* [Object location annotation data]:

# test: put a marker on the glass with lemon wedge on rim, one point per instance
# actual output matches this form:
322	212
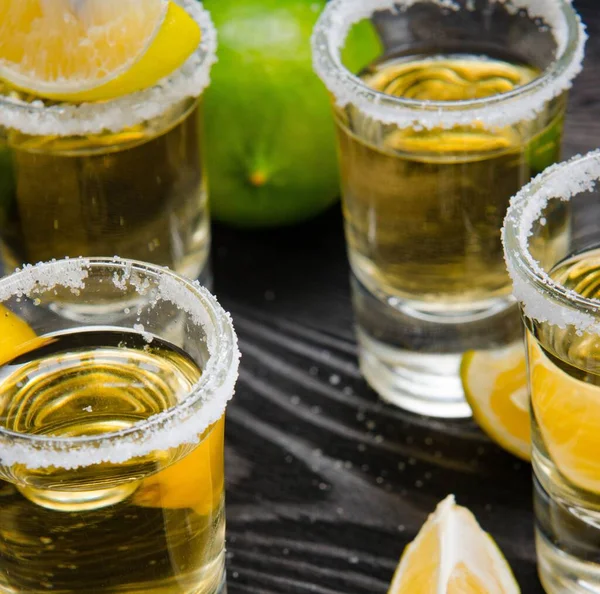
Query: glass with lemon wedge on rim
559	293
111	432
100	130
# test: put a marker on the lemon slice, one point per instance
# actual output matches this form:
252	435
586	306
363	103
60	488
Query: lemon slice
567	412
495	385
14	333
92	50
196	482
453	555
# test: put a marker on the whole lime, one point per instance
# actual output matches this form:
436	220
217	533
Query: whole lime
269	130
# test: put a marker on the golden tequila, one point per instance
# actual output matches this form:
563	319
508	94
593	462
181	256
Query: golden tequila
139	192
564	379
151	524
424	207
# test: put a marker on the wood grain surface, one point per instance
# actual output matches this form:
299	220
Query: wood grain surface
326	484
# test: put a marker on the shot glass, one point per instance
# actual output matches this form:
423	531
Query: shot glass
123	176
555	268
111	431
463	106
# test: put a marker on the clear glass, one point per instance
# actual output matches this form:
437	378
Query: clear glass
430	153
555	269
115	178
111	430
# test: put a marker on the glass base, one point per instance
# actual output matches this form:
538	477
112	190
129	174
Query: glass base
424	384
412	357
561	573
567	540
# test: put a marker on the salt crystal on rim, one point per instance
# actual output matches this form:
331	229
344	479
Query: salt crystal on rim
65	119
543	298
524	103
181	424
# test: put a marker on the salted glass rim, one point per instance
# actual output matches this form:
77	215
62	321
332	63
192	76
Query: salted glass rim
543	298
64	119
180	424
522	103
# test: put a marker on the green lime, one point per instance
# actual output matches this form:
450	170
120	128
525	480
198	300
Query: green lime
544	149
269	129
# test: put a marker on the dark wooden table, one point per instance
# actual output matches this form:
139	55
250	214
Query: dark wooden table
326	484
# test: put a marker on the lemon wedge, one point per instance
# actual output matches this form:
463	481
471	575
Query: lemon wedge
92	50
453	555
194	482
567	412
495	385
14	333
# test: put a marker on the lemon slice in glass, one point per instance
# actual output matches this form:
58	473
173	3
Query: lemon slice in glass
14	333
495	385
92	50
567	411
453	555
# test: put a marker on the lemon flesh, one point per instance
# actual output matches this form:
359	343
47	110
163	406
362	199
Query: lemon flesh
92	50
453	555
567	412
495	385
14	333
195	482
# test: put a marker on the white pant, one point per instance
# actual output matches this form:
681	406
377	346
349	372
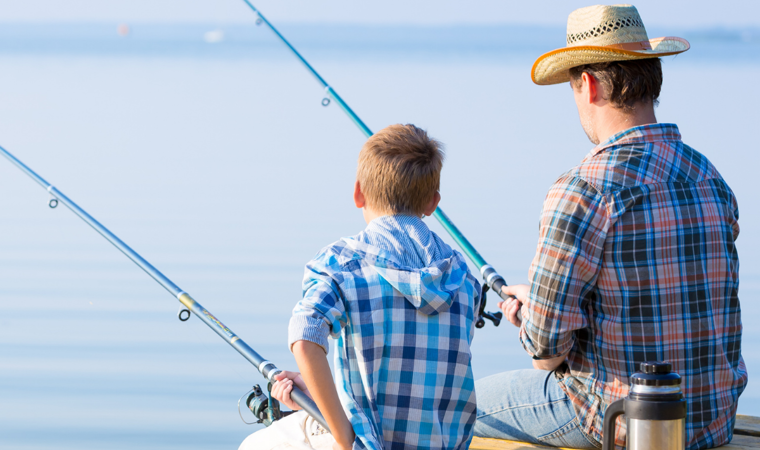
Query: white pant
298	431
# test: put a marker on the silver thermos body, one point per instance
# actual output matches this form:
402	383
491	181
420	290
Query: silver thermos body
655	411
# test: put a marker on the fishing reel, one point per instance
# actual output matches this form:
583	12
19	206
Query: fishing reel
265	409
493	317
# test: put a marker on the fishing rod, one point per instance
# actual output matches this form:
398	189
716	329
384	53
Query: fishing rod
491	277
266	410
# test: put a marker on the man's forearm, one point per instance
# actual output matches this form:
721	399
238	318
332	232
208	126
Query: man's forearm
315	371
548	364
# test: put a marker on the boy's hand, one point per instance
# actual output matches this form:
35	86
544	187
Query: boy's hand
511	307
337	446
284	386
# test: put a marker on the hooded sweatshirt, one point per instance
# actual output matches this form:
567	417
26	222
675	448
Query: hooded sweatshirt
401	305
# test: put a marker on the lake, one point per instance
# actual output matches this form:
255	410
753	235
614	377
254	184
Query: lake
217	163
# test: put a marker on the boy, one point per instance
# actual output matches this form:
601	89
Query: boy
401	304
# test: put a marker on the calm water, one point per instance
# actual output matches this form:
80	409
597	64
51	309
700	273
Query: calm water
218	164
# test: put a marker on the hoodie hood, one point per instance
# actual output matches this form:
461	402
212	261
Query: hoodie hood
432	289
414	260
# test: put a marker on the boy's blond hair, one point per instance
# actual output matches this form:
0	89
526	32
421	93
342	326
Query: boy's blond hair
400	169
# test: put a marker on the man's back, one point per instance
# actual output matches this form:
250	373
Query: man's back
654	230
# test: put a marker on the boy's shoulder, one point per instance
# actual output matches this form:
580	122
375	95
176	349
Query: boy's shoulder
345	250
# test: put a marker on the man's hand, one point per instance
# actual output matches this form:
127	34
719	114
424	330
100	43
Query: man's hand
511	307
549	364
284	386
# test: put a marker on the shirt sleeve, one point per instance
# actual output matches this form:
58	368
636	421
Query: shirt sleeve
572	231
321	311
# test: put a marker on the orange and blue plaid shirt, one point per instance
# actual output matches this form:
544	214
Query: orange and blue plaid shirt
636	261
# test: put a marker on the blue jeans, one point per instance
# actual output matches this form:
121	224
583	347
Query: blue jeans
528	406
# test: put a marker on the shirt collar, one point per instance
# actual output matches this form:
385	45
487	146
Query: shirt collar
642	134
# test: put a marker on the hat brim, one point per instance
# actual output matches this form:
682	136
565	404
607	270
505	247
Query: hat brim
553	67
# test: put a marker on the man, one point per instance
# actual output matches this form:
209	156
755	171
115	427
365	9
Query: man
636	259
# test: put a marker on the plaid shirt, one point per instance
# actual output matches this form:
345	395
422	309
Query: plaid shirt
401	304
636	261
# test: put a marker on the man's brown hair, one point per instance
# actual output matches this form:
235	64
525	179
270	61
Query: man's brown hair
625	82
400	169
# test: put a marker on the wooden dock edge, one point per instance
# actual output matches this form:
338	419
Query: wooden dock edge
746	437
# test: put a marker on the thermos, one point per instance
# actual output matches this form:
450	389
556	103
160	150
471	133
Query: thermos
655	411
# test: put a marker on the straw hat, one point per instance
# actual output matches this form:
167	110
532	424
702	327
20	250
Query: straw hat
601	34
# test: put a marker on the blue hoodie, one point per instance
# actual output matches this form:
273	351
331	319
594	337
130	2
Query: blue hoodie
401	304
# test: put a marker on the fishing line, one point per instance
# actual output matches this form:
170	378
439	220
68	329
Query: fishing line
490	275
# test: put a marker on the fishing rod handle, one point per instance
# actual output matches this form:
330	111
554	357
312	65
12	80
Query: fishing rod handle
269	370
495	281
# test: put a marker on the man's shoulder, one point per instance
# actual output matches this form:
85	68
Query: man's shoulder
631	164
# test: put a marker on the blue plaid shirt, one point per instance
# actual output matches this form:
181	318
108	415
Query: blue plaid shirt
401	304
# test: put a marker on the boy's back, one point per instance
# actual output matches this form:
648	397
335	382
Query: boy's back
402	305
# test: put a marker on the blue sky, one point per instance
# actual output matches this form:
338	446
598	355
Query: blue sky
661	13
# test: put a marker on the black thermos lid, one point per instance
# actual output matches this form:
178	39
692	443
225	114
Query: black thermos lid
654	373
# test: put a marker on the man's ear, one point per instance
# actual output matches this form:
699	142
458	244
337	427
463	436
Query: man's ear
359	199
430	208
592	85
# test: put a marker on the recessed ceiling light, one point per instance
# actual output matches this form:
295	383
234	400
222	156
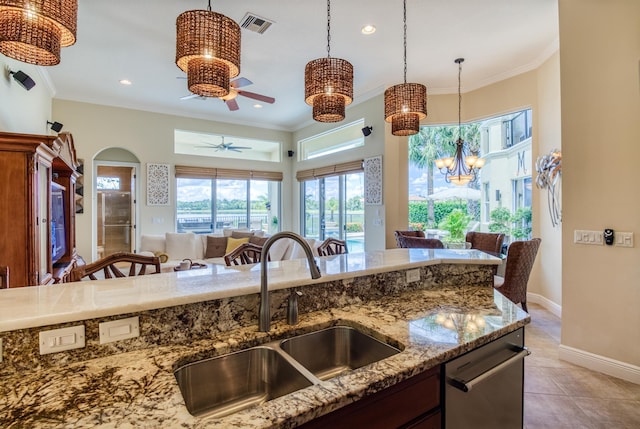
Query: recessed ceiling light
368	29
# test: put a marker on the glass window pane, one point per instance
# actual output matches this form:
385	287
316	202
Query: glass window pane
231	204
193	205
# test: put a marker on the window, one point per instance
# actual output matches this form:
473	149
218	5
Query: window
239	202
219	146
333	204
337	140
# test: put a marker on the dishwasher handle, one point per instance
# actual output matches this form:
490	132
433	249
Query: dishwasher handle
466	386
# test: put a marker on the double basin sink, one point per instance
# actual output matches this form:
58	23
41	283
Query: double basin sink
229	383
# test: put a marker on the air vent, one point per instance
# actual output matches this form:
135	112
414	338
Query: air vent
253	22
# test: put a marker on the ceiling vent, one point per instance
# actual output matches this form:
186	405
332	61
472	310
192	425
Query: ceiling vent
253	22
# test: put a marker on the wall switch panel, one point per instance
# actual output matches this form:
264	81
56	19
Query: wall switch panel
58	340
413	275
581	236
121	329
624	239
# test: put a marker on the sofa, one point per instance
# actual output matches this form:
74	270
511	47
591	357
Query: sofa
173	247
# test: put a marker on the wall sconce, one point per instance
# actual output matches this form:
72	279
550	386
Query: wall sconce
55	126
23	79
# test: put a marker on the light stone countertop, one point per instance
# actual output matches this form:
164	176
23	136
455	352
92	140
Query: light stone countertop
30	307
138	390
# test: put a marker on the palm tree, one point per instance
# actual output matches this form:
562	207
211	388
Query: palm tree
424	148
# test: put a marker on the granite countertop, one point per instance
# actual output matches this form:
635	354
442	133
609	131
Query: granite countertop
138	389
28	307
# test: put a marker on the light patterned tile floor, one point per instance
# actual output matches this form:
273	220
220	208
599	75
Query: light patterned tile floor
559	395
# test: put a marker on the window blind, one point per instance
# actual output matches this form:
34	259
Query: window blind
226	173
331	170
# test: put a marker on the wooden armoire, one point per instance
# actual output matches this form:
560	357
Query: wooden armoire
37	181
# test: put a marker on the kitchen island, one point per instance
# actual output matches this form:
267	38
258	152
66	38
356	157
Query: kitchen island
185	317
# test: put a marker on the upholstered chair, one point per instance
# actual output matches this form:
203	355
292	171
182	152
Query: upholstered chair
520	258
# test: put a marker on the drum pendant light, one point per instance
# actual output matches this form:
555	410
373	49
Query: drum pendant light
328	83
208	50
405	104
33	31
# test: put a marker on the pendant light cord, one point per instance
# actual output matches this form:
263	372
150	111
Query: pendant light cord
404	19
328	28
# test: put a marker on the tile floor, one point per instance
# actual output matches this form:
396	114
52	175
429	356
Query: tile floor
561	395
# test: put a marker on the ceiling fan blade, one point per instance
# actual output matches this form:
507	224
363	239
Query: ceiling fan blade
232	104
240	82
190	96
258	97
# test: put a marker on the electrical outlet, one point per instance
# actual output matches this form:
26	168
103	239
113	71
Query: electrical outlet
58	340
624	239
413	275
117	330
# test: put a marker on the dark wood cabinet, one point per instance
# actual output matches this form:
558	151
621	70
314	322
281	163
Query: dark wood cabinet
413	403
29	166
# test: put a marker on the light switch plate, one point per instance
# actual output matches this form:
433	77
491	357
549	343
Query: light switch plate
121	329
58	340
413	275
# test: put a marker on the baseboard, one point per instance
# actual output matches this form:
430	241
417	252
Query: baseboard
549	305
599	363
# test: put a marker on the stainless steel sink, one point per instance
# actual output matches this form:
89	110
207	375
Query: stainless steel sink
333	351
226	384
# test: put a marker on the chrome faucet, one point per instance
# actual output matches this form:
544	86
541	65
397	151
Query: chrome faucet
264	315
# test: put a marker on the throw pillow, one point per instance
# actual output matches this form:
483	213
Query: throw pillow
241	234
258	241
181	245
232	243
216	247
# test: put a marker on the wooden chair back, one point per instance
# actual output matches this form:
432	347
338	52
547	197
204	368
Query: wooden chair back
4	277
520	258
419	234
110	266
487	241
332	246
418	242
246	253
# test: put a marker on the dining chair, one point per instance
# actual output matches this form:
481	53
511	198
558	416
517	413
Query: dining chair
110	266
4	277
408	242
520	258
332	246
487	241
246	253
397	233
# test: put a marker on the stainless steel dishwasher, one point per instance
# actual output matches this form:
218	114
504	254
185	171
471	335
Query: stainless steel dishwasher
484	388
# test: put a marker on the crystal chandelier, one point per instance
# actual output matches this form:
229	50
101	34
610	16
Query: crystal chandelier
462	168
208	50
328	83
34	31
405	104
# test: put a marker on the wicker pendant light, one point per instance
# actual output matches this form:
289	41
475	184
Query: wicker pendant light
328	83
405	104
33	31
208	50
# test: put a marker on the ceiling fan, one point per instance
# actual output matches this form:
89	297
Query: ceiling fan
230	99
225	146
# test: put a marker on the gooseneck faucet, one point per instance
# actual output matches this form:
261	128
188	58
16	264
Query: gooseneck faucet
264	315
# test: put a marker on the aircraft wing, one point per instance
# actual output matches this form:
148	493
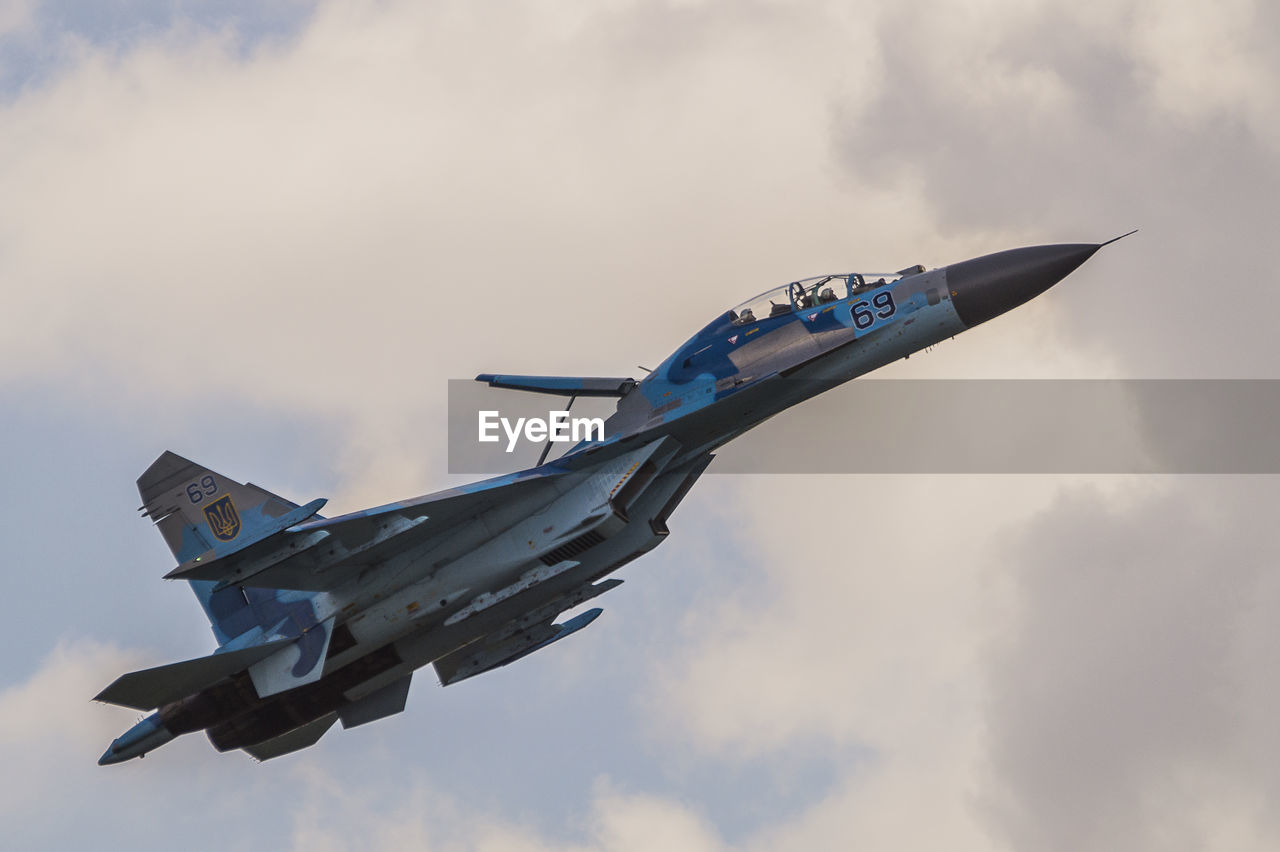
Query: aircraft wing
323	554
150	688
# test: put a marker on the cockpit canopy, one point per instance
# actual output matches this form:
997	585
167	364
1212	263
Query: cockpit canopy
807	293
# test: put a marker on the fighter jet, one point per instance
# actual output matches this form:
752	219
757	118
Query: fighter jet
325	619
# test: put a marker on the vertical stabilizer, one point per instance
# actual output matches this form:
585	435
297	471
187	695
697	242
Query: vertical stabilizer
199	511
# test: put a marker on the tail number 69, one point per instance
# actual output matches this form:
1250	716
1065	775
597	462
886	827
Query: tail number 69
864	316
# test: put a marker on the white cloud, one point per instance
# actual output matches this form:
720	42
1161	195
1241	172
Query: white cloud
411	192
16	15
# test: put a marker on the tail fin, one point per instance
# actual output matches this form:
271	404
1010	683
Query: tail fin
199	511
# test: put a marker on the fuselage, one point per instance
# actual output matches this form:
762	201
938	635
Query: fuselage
465	596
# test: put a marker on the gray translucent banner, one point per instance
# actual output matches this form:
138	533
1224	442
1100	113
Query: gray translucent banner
955	426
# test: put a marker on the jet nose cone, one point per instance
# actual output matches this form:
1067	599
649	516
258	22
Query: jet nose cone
986	287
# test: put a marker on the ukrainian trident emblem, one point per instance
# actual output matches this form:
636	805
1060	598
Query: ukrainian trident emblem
223	518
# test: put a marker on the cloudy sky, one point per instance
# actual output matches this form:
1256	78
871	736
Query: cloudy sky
268	238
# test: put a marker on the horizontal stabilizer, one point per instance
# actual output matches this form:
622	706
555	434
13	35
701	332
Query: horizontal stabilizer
562	385
376	705
296	740
150	688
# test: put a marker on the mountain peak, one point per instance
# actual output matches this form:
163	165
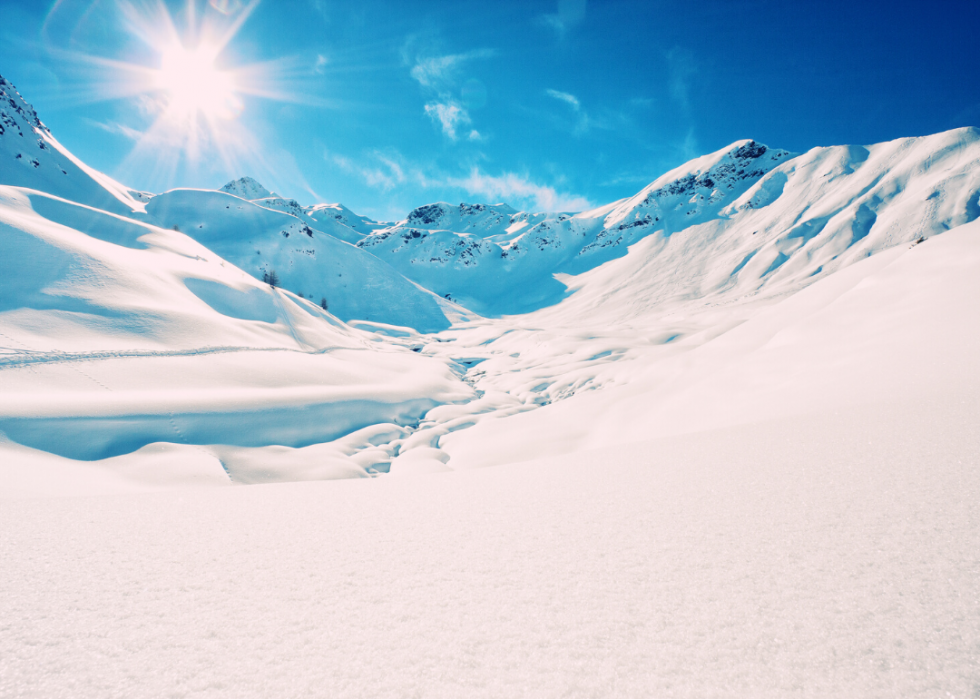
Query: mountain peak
248	188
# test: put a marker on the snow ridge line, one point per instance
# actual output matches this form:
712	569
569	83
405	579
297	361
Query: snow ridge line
26	358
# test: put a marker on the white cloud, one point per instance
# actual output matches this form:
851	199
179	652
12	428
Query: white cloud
565	97
510	186
568	14
449	116
439	72
439	75
583	121
384	173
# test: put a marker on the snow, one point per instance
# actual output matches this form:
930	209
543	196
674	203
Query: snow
715	439
828	556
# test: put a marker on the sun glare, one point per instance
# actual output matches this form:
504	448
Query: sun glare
195	86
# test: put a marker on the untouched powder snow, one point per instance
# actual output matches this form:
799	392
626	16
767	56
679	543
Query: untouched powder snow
831	555
729	447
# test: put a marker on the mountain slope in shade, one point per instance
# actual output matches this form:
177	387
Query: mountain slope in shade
31	157
308	261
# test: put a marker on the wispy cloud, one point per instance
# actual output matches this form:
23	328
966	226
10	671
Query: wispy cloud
383	172
568	14
449	116
583	121
442	72
565	97
681	68
439	76
389	171
520	189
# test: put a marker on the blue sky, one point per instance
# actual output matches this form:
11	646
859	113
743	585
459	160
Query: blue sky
547	105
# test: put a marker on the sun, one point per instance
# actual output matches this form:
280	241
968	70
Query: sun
195	86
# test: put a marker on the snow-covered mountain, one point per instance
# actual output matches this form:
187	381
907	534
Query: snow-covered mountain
728	445
751	217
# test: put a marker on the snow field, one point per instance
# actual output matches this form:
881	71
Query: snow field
826	555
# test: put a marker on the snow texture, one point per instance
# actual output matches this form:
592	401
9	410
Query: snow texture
715	439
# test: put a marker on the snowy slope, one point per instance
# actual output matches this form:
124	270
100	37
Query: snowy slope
260	239
31	157
731	446
248	188
747	217
118	334
341	214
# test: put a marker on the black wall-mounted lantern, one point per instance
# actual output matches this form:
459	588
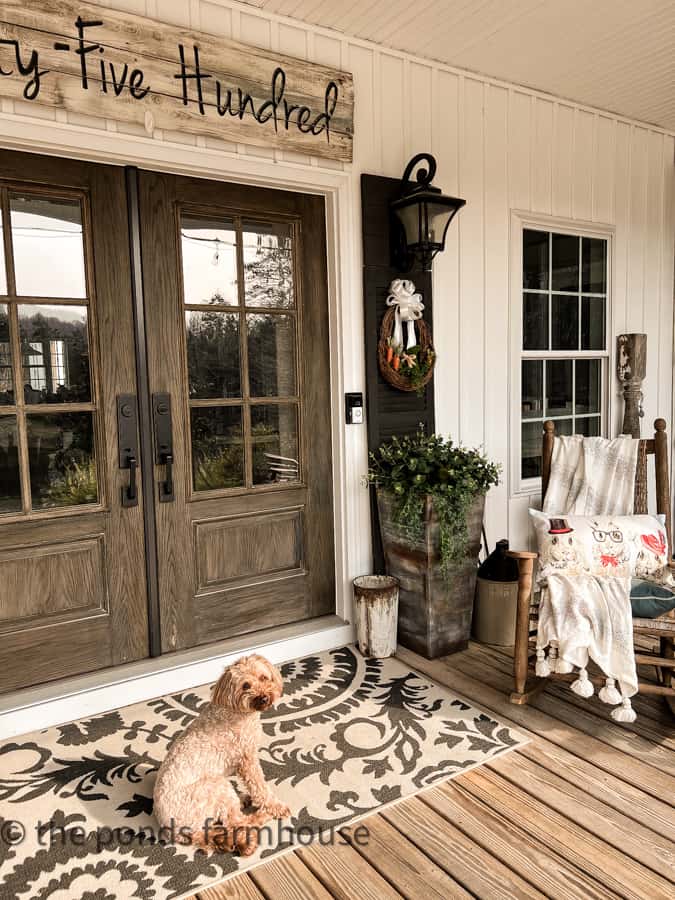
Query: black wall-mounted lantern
421	216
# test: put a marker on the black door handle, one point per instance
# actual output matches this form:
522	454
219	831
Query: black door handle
127	428
161	413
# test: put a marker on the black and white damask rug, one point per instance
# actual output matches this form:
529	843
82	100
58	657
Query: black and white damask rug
349	736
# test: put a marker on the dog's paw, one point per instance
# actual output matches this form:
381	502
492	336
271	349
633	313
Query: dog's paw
277	810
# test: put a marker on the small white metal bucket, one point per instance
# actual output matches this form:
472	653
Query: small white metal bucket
376	606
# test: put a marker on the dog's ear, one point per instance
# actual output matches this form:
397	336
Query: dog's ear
222	688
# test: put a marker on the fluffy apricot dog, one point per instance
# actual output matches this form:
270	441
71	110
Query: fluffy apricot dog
193	793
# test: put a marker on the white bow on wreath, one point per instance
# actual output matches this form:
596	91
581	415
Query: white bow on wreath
409	308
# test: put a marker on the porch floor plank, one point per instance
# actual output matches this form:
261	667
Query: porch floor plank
582	811
339	867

* [Exercise prompt]:
Return every line from the one holding "# test: put a marker on the black door" through the end of the data, exactly as it appears, with both ends kept and nothing else.

* [Output below]:
# test: put a marker on the black door handle, one point per instance
# actual output matches this form:
522	454
219	831
Query: black door handle
127	428
161	413
# test: put a marker on the black and white damask rug, one point per instance
# actual output matches this form:
529	843
82	100
58	657
Query: black and white damask rug
349	736
# test: put a marker on the dog's paw, one point per instance
# actual output matches this form:
381	502
492	336
271	349
633	313
Query: dog's paw
277	810
# test: put a marker on the small white metal bucket, one point per instance
# actual output matches this form:
472	653
Query: small white metal bucket
376	606
# test: put a marker on the dog's ear, one point per instance
# actual output matches this form:
397	336
Query: dog's ear
222	688
# test: put a marker on the fluffy apricot dog, one point per instance
# actual output matches this form:
270	441
71	110
Query: fluffy apricot dog
193	793
# test: put a marker on the white bow on wreath, one point per instance
# actual output matches this form:
596	91
581	415
Query: white bow on wreath
409	308
# test: put a marker on the porch floor plank, one point per instance
# actual output matches this form:
261	667
Query: porch floor plank
582	811
339	867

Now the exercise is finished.